▶ GIVEN INFORMATION:
BEGIN

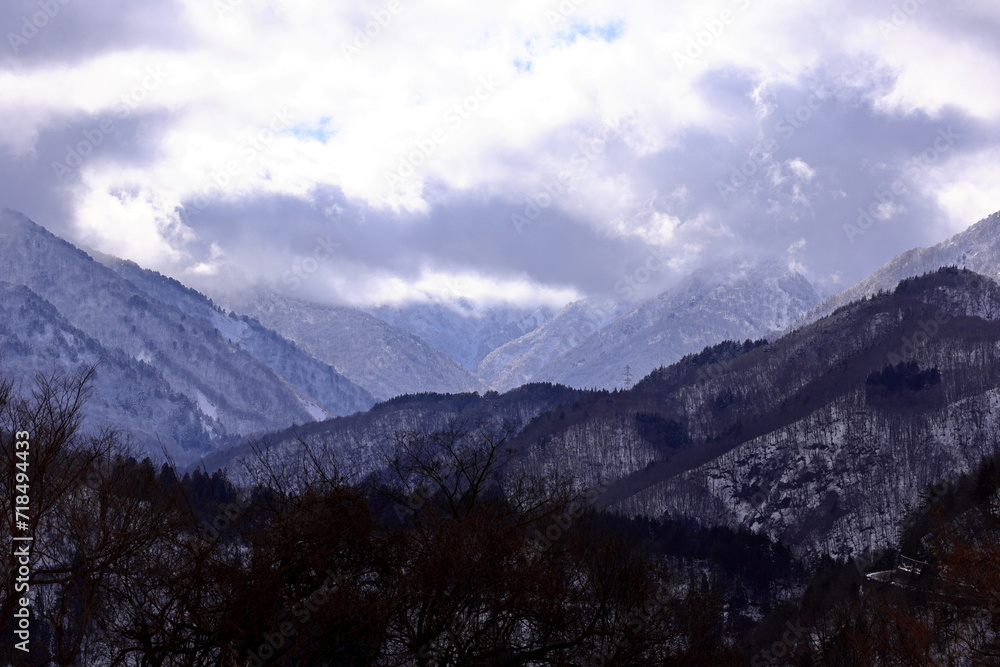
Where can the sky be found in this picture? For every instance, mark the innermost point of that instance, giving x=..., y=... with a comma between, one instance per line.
x=528, y=152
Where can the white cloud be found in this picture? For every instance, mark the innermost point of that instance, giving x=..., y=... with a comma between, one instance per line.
x=492, y=101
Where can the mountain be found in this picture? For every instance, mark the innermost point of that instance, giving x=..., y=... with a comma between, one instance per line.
x=820, y=439
x=383, y=359
x=330, y=393
x=463, y=332
x=744, y=299
x=520, y=360
x=977, y=249
x=182, y=382
x=356, y=445
x=36, y=339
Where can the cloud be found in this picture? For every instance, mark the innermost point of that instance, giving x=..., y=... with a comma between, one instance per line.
x=536, y=150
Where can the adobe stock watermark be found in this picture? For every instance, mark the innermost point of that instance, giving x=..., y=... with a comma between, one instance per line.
x=381, y=19
x=781, y=648
x=552, y=190
x=253, y=146
x=32, y=24
x=703, y=40
x=304, y=267
x=756, y=161
x=456, y=115
x=95, y=136
x=302, y=612
x=883, y=206
x=901, y=15
x=544, y=540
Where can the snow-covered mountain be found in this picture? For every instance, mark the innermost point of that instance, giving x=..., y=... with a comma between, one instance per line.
x=820, y=439
x=177, y=378
x=330, y=393
x=742, y=299
x=383, y=359
x=520, y=360
x=463, y=332
x=977, y=249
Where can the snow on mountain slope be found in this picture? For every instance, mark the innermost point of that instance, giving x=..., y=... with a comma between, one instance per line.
x=126, y=393
x=464, y=333
x=520, y=360
x=381, y=358
x=744, y=299
x=322, y=390
x=977, y=249
x=191, y=356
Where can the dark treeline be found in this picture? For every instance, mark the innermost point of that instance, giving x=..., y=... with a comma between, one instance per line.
x=446, y=557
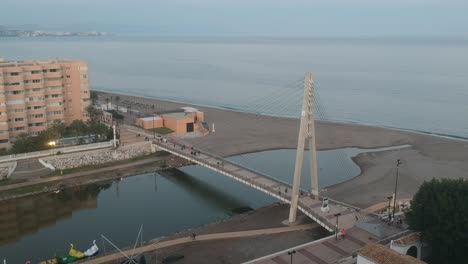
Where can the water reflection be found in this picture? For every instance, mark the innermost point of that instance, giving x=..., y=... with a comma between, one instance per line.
x=26, y=216
x=211, y=195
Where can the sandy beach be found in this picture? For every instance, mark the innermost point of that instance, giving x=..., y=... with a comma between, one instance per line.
x=428, y=157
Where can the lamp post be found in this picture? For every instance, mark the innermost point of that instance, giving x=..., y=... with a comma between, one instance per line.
x=52, y=147
x=388, y=210
x=291, y=253
x=336, y=226
x=154, y=131
x=396, y=185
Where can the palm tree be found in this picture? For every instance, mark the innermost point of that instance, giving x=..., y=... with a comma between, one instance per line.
x=117, y=100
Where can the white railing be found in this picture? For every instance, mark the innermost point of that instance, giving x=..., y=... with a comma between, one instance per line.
x=44, y=153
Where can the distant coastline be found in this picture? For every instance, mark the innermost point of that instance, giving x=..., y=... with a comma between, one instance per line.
x=31, y=33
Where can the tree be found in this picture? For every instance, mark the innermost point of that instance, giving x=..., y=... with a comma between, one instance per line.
x=78, y=128
x=439, y=210
x=94, y=113
x=94, y=97
x=117, y=100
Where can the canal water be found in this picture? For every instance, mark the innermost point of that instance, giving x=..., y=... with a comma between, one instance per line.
x=38, y=227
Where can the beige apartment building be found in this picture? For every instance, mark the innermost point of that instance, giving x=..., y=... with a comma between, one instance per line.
x=35, y=93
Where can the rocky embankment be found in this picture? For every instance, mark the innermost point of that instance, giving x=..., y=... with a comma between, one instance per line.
x=88, y=158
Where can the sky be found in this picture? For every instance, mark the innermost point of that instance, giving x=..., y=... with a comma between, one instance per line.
x=299, y=18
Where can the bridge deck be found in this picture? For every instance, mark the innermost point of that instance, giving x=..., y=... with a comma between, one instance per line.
x=273, y=187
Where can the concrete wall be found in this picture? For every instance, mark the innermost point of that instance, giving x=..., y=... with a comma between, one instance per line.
x=149, y=124
x=81, y=159
x=363, y=260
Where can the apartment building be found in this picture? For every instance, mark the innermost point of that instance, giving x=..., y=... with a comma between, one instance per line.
x=35, y=93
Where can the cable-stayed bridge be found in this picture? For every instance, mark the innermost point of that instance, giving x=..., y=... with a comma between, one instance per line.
x=309, y=201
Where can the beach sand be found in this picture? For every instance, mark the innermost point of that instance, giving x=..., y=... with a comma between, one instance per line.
x=428, y=157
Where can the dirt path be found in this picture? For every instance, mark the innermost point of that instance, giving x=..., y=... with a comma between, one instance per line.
x=205, y=237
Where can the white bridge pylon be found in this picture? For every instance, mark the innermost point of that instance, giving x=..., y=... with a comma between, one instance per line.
x=306, y=132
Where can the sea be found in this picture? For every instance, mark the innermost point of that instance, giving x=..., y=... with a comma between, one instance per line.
x=415, y=83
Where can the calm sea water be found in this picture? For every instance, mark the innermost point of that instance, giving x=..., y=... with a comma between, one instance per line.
x=419, y=84
x=41, y=226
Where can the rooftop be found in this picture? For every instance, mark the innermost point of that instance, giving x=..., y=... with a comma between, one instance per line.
x=7, y=63
x=383, y=255
x=176, y=115
x=151, y=118
x=407, y=240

END

▶ DIRECTIONS FOR THIS TASK: Retype all the records exactly and keep out every picture.

▶ ANSWER BELOW:
Where can the sky be found in this picture? For every instance, mark the innermost point of that instance, giving x=..., y=... with a comma between, one instance per line.
x=528, y=152
Where can the white cloud be found in this picture? For every instance, mark the innermost point of that instance, giving x=..., y=... with a comma between, one instance per line.
x=492, y=101
Where can the mountain be found in this picture? For every instance, mark the innermost point of that instance, giving x=..., y=... with a comma between, one instance per line.
x=820, y=439
x=383, y=359
x=330, y=393
x=463, y=332
x=744, y=299
x=520, y=360
x=977, y=249
x=182, y=382
x=356, y=445
x=36, y=339
Where can the cloud be found in this picture? For every instance, mark the innermost point of that instance, giving x=..., y=... with a comma between, one instance per line.
x=536, y=150
Where can the adobe stock watermark be found in this picture? For every instance, mark the innermost point of that instance, giving x=..., y=... with a comma between, one instance per line.
x=381, y=19
x=781, y=648
x=552, y=190
x=253, y=146
x=32, y=24
x=703, y=40
x=304, y=267
x=756, y=161
x=456, y=115
x=95, y=136
x=302, y=612
x=883, y=206
x=901, y=15
x=544, y=540
Where can the snow-covered mountain be found in this picture? For every instance, mark the innermost point of that instance, giving x=..., y=... with a comma between, one instance per line.
x=820, y=439
x=177, y=378
x=330, y=393
x=742, y=299
x=383, y=359
x=520, y=360
x=463, y=332
x=977, y=249
Where can the snow on mountain slope be found in this picture? For every instance, mark the innermost point of that instance, giving x=..., y=... with a comma between, one instance per line.
x=126, y=393
x=464, y=333
x=520, y=360
x=381, y=358
x=744, y=299
x=322, y=390
x=977, y=249
x=191, y=356
Where can the dark treeline be found in this picture? For every instance, mark the innermost point of that instance, giving x=..., y=... with a comma between, one instance per line.
x=446, y=557
Where can the water reflection be found in this picture? For every instance, mark the innermost point of that instance, giving x=..., y=... with a comma between, one instance per line.
x=26, y=216
x=211, y=195
Where can the sandy beach be found in this picture? For every instance, mark the innermost point of that instance, giving x=..., y=... with a comma between, one instance per line.
x=428, y=157
Where can the lamp post be found in this picture? For every instance, mark the innermost point of that instance, giving x=..., y=... with a comma between, one instance per line.
x=52, y=147
x=388, y=210
x=291, y=253
x=336, y=226
x=154, y=131
x=396, y=185
Where can the palm tree be found in this picture? For every instance, mark the innermost point of that instance, giving x=..., y=... with a comma between, one instance per line.
x=117, y=100
Where can the white railing be found in this picture? For every instance, mark the innermost point of that instance, giving x=..., y=... with a comma between, one instance per line.
x=44, y=153
Where can the distant coastline be found in this picture? For every instance, mark the innermost point of that instance, giving x=..., y=... with a comma between, one instance per line.
x=31, y=33
Where can the tree be found in this picture? For every instance, mark the innermost point of that instance, giving x=..., y=... with a comma between, one instance per line.
x=78, y=128
x=439, y=210
x=94, y=113
x=94, y=97
x=117, y=100
Where can the canal water be found in this picture? For every instance, mark the innermost point of that instance, giving x=..., y=... with a comma between, one instance per line.
x=38, y=227
Where can the beige apartment building be found in this picture? For every instance, mark the innermost point of that instance, giving x=..., y=... with a comma between, one instance per line.
x=35, y=93
Where can the rocky embankment be found in this picture? For every instance, mark the innermost point of that instance, giving x=..., y=... with a comma between, one instance per line.
x=88, y=158
Where can the sky be found in this picture? For every instance, mark the innermost point of that instance, giving x=..., y=... with a comma between, one instance per line.
x=299, y=18
Where can the bridge deck be found in this picture? For every instance, mark the innermost point of that instance, giving x=..., y=... with a comma between, one instance per line.
x=273, y=187
Where can the concrete wall be found in this picture? For every instance, mark the innermost point of that instance, giving x=..., y=... with a comma between, one instance per line.
x=149, y=124
x=81, y=159
x=363, y=260
Where can the apartment building be found in this picture? For every instance, mark the innermost point of that instance, giving x=..., y=... with a comma between, one instance per line.
x=35, y=93
Where can the cable-stayed bridge be found in this picture? For every instance, mark the innermost point of that instance, giving x=..., y=... with a comma between, one instance per line.
x=309, y=201
Where can the beach sand be found in this picture? For every instance, mark the innermost point of that instance, giving x=..., y=... with a comma between, one instance per line.
x=428, y=157
Where can the dirt path be found in this picture? For every instance, mark the innermost point of that instance, giving x=..., y=... with a comma between, one instance per line.
x=205, y=237
Where can the white bridge pylon be found in this picture? For every instance, mark the innermost point of that instance, giving x=..., y=... with a comma between, one instance per line.
x=306, y=132
Where can the sea be found in this picture? For every instance, mark the innermost point of that instance, giving x=..., y=... with a comma between, one instance per line.
x=415, y=83
Where can the calm sea water be found in this picture? For every instance, mark the innermost point of that instance, giving x=..., y=... with a comma between, one instance per line.
x=419, y=84
x=41, y=226
Where can the rooftop be found in this picture? For every instance, mark the innermost point of that instance, giving x=..., y=... with a comma between, one instance per line.
x=7, y=63
x=383, y=255
x=176, y=115
x=151, y=118
x=407, y=240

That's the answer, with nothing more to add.